--- WHAT YOU WILL DO ---
Convert every row below into a Markdown table with two columns, "No." and "Text." Number each line in order and leave out blank lines.

--- WORKING DATA ---
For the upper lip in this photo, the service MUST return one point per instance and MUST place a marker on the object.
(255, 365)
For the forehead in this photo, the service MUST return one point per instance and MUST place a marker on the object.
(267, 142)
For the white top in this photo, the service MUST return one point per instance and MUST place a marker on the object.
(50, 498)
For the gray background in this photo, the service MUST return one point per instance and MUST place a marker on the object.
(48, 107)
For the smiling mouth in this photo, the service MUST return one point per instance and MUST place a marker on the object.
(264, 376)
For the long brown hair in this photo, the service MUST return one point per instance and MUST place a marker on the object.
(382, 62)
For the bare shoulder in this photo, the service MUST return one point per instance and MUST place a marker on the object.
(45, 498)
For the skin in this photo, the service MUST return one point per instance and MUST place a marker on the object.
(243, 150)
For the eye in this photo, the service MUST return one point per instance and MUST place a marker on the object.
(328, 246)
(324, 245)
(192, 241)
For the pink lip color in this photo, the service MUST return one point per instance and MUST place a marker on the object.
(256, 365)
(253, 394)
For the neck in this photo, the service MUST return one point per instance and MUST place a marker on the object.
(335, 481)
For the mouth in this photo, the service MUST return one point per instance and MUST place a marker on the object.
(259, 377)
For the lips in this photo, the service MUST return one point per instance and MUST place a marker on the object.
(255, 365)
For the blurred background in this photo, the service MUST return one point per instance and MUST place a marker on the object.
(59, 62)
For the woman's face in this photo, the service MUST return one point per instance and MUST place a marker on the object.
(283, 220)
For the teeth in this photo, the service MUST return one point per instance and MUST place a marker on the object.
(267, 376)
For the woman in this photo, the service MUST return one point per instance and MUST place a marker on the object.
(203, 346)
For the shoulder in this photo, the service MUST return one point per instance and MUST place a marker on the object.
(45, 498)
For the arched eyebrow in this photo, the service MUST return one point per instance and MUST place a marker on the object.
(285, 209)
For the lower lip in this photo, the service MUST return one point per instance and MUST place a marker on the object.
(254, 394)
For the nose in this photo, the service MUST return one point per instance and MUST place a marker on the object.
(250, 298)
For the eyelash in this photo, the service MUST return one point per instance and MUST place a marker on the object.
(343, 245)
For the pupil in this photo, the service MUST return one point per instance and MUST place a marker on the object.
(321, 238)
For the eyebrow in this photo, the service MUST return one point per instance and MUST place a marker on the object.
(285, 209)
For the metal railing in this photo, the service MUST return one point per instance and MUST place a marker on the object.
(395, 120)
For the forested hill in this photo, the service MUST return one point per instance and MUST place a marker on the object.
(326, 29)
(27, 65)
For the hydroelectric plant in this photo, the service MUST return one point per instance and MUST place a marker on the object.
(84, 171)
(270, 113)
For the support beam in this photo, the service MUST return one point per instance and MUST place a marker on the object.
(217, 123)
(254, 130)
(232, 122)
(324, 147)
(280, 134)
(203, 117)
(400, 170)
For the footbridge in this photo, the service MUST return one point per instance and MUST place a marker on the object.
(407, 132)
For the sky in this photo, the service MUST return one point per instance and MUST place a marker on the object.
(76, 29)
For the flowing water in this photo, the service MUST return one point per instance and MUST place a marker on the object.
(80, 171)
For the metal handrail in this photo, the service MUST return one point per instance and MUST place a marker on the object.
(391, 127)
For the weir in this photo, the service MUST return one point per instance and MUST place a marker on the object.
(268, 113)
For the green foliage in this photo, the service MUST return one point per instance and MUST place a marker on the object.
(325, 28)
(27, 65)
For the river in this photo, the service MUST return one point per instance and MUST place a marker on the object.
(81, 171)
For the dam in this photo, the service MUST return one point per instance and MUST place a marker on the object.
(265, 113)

--- CORRECT RESULT ---
| No. | Text |
|---|---|
| 1 | For the upper lip in this photo, the service MUST return one point per instance and MUST place a marker on the object. |
| 2 | (255, 365) |
| 3 | For the forehead in this photo, the service MUST return one point per instance and MUST place a marker on the object. |
| 4 | (267, 142) |
| 5 | For the white top in this photo, the service MUST return one point per instance and MUST place a marker on the object. |
| 6 | (50, 498) |
| 7 | For the gray background in this photo, the service MUST return one point per instance and MUST place a marker on the object. |
| 8 | (48, 107) |
| 9 | For the smiling mouth in this photo, the service MUST return one point per instance and MUST place a marker on the object. |
| 10 | (264, 376) |
| 11 | For the long brown hair in this photo, the service MUST return one point per instance and MUST place a marker on the object. |
| 12 | (382, 62) |
| 13 | For the bare shoulder in this photo, the service MUST return one point per instance and MUST place a marker on the object. |
| 14 | (45, 498) |
| 15 | For the skin in this photo, the service MUST return one point per instance and MUST place a marker on the object. |
| 16 | (243, 150) |
| 17 | For the eye in this photo, the service MUST return one point per instance and MUST place a marker on the object. |
| 18 | (328, 246) |
| 19 | (324, 245) |
| 20 | (192, 241) |
| 21 | For the pink lip color in this photo, the service MUST return one point per instance and MUST place a marker on the object. |
| 22 | (256, 365) |
| 23 | (253, 394) |
| 24 | For the neck in this photo, the service MUST return one point per instance and MUST place a marker on the object. |
| 25 | (335, 481) |
| 26 | For the mouth in this photo, the service MUST return one point per instance and MUST place a marker on the object. |
| 27 | (259, 377) |
| 28 | For the lips in this photo, the service MUST return one point per instance and MUST place a marker on the object. |
| 29 | (255, 365) |
| 30 | For the blurred background in this photo, the service MUST return one point per instance and MUST place a marker on the object. |
| 31 | (59, 62) |
| 32 | For the woman's face in this photo, the service MUST return one point per instance and MUST place a marker on the object. |
| 33 | (283, 220) |
| 34 | For the teeth in this photo, the service MUST return one point per instance and MUST place a marker on the object. |
| 35 | (267, 376) |
| 36 | For the woman in this photo, the service MUST return one point per instance and MUST place a marker on the object. |
| 37 | (203, 346) |
| 38 | For the shoulder in this photo, the service MUST return one point per instance and MUST place a marker on the object. |
| 39 | (45, 498) |
| 40 | For the arched eyebrow in this photo, the service MUST return one point per instance and MUST place a marker on the object. |
| 41 | (285, 209) |
| 42 | For the lower lip in this photo, the service MUST return one point per instance and MUST place a marker on the object. |
| 43 | (254, 394) |
| 44 | For the nose in this photo, the service MUST return one point per instance and MUST place a marker on the object. |
| 45 | (250, 298) |
| 46 | For the eyelash in this photo, the service MUST return one point per instance and MUST place a marker on the object. |
| 47 | (343, 245) |
| 48 | For the pupil in this photo, the service MUST return one point per instance and MUST place a marker on the object. |
| 49 | (321, 238) |
| 50 | For the eyebrow in this photo, the service MUST return one point per instance and MUST place a marker on the object. |
| 51 | (285, 209) |
| 52 | For the metal railing in this photo, the service MUST return one point per instance and MUST place a marker on the object. |
| 53 | (395, 120) |
| 54 | For the forested hill in this photo, the service MUST return one point per instance and MUST place a marker on the object. |
| 55 | (326, 29) |
| 56 | (27, 65) |
| 57 | For the hydroelectric plant in this photo, the service MUST return one point per instance and MUST place a marker on the object. |
| 58 | (84, 171) |
| 59 | (270, 113) |
| 60 | For the support beam in this photo, the service MUST return one point per instance and MUST place a marker on the object. |
| 61 | (217, 123) |
| 62 | (254, 130) |
| 63 | (232, 122) |
| 64 | (324, 147) |
| 65 | (280, 134) |
| 66 | (203, 117) |
| 67 | (400, 170) |
| 68 | For the footbridge in this photo, the service MUST return one point per instance and MUST place a marker on the object. |
| 69 | (407, 132) |
| 70 | For the sky in this photo, the service MUST return one point per instance and MUST place a marker on the object. |
| 71 | (76, 29) |
| 72 | For the flowing water in this photo, the service MUST return one point per instance and MUST place a marker on the object. |
| 73 | (80, 171) |
| 74 | For the metal handrail in this photo, the service MUST return one point per instance and MUST place a marker on the object. |
| 75 | (391, 127) |
| 76 | For the weir in this photo, the service MUST return one point per instance and MUST place a marker on the object. |
| 77 | (268, 113) |
| 78 | For the green foliage in this photo, the service MUST return one point per instance and MUST place a marker on the object. |
| 79 | (325, 28) |
| 80 | (27, 65) |
| 81 | For the river in this photo, the service MUST return one point per instance and MUST place a marker on the object. |
| 82 | (81, 171) |
| 83 | For the dam in this photo, the service MUST return one point per instance and MUST place a marker on the object. |
| 84 | (265, 113) |